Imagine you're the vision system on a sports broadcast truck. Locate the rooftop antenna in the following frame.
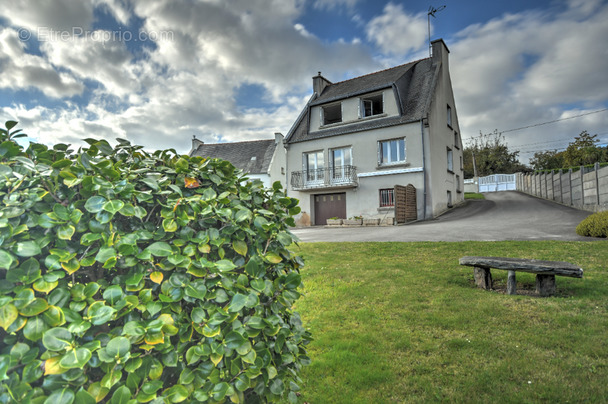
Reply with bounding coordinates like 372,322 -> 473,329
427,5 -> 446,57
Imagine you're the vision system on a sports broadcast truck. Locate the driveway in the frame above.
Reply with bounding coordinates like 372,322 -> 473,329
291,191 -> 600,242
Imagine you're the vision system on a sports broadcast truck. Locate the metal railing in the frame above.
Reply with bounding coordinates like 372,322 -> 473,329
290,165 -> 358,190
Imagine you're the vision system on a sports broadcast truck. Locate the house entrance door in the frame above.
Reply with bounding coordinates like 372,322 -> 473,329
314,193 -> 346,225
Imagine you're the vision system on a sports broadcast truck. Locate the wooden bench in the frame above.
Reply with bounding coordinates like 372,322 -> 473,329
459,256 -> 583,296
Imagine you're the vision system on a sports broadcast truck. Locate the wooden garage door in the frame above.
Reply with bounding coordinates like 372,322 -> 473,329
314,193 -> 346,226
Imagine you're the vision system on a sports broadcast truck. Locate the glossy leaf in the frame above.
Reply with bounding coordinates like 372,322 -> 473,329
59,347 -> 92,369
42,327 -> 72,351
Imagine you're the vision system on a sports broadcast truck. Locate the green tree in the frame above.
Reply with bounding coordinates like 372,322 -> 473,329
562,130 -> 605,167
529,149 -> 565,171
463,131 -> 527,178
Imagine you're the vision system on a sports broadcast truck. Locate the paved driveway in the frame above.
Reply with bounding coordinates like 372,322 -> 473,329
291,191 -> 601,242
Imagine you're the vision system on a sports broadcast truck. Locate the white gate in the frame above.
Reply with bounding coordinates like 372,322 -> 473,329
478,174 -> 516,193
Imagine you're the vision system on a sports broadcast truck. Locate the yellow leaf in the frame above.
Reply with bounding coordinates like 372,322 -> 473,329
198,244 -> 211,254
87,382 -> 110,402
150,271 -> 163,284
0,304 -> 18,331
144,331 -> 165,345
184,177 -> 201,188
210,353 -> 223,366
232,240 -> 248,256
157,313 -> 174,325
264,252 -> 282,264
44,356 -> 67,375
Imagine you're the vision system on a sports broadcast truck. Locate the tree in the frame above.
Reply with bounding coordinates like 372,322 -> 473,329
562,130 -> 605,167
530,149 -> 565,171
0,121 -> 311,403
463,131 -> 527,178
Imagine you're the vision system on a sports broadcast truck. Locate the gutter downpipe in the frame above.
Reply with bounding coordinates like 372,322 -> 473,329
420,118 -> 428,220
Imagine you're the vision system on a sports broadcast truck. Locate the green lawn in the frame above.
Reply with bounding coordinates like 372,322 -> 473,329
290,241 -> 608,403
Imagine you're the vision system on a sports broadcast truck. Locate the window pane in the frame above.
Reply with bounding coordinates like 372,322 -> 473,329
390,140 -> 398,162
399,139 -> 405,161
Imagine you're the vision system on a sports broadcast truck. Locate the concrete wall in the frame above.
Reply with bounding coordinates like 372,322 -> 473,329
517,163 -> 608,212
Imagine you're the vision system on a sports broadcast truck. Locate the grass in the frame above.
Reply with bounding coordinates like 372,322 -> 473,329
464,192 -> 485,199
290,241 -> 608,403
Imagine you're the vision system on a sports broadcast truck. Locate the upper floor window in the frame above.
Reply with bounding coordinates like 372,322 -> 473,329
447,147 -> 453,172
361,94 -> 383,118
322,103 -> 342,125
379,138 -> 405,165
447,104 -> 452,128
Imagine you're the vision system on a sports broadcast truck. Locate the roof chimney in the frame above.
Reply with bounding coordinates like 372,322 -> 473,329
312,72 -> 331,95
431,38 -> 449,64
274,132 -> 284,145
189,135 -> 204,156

* * *

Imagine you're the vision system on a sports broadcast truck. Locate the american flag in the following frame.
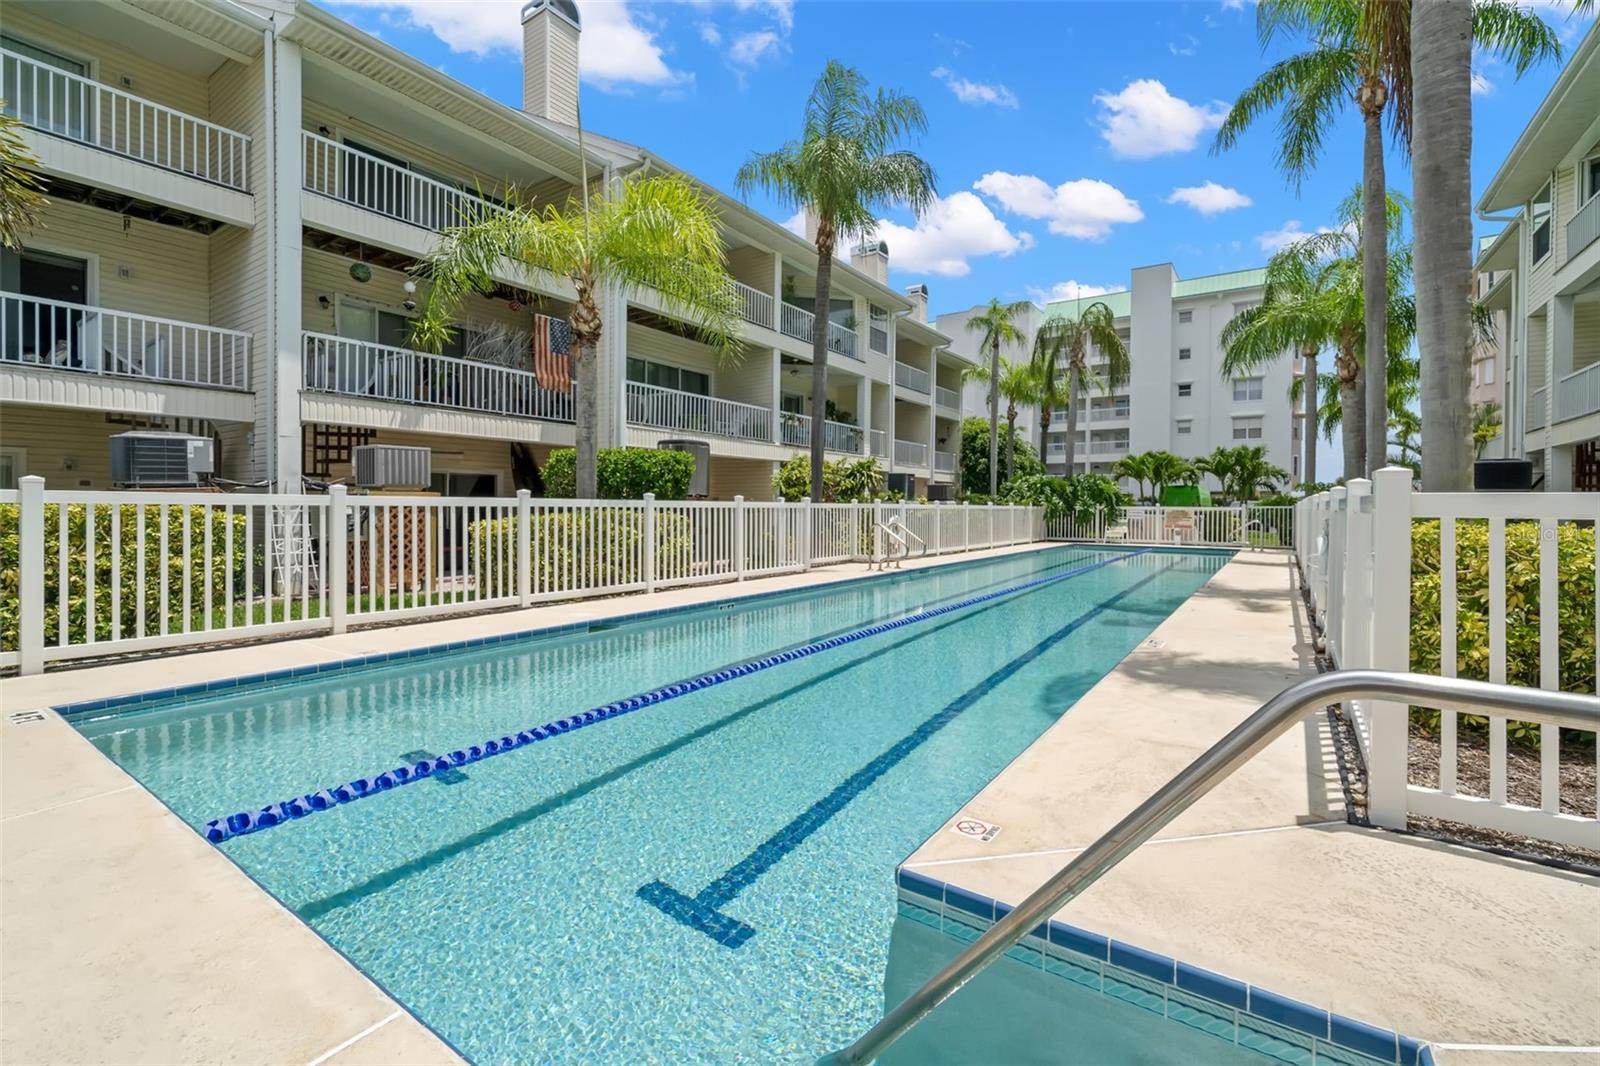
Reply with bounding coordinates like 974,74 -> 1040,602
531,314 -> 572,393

--

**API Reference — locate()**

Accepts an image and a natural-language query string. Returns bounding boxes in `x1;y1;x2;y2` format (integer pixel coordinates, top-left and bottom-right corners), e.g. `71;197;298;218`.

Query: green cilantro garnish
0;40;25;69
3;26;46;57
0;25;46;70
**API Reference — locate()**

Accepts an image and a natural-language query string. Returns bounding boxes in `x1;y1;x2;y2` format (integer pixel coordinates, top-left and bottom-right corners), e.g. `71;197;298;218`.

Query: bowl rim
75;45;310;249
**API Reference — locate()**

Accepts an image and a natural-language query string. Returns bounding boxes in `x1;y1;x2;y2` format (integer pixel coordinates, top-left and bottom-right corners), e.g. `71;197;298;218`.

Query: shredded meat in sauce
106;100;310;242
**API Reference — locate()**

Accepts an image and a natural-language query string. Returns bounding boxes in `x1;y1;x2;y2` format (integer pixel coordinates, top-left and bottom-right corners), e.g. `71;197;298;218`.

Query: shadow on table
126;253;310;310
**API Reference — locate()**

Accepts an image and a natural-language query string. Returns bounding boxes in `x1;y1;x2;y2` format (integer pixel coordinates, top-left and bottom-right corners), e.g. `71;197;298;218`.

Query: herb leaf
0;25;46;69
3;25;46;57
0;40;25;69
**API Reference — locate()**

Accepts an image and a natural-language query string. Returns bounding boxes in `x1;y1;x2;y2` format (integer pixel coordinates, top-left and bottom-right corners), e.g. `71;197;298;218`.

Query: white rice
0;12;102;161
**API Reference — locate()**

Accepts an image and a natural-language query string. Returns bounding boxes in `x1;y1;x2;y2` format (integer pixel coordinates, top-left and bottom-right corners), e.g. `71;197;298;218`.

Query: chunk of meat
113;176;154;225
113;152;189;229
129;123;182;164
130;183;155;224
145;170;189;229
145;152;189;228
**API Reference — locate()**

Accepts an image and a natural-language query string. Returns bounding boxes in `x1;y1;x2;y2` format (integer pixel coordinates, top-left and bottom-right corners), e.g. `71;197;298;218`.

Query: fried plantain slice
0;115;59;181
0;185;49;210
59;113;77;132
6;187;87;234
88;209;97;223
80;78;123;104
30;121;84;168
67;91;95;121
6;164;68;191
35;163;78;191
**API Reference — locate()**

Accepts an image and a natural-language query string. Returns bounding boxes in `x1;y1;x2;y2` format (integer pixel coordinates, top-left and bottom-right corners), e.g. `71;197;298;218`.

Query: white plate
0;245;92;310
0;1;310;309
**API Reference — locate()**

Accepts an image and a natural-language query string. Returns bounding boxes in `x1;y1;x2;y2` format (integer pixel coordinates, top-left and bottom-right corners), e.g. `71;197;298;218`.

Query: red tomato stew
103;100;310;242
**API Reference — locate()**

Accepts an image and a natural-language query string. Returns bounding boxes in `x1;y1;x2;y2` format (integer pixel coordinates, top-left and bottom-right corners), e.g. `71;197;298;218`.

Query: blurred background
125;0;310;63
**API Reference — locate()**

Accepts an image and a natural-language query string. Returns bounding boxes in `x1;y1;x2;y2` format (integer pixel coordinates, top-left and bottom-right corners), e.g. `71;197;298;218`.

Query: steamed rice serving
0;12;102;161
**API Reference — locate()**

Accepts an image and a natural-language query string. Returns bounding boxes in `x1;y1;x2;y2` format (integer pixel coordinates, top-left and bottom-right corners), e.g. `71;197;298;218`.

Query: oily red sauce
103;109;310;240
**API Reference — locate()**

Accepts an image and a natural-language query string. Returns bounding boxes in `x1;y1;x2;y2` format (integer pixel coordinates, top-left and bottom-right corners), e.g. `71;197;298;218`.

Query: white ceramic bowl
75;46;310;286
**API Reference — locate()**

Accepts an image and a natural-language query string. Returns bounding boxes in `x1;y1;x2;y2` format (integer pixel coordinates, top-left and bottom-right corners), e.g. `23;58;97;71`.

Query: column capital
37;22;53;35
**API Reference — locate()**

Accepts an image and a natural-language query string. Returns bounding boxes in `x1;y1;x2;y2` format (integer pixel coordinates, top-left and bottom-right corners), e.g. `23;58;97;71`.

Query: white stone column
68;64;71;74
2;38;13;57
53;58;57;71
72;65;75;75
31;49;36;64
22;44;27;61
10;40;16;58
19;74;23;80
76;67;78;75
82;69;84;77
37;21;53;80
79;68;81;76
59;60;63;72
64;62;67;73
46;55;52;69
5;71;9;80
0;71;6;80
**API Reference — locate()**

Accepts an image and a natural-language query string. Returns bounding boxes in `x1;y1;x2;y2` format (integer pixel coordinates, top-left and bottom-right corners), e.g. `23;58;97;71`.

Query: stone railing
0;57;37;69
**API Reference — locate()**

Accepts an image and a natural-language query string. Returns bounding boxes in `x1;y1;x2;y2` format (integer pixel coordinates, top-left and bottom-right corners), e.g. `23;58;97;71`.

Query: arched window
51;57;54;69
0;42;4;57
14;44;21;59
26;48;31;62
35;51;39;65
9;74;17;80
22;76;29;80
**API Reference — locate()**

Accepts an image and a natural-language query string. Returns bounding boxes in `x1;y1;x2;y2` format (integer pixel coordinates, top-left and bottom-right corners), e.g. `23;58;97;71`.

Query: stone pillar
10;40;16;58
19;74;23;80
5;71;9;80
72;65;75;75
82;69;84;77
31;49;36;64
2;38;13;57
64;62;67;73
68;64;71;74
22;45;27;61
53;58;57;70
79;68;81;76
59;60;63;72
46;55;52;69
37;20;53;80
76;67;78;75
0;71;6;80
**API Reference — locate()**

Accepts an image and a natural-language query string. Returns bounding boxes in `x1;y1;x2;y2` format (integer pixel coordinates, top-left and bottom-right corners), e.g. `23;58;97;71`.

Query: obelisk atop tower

Task statement » Every line of the entries that includes "tree" must be copied into the answer.

Finished task »
Imagine you're the vision system on a sports broadcast truck. Locate the green tree in the frame above.
Imagine you're the vision system on a sports broadcast truck. Locate the tree in the frame above.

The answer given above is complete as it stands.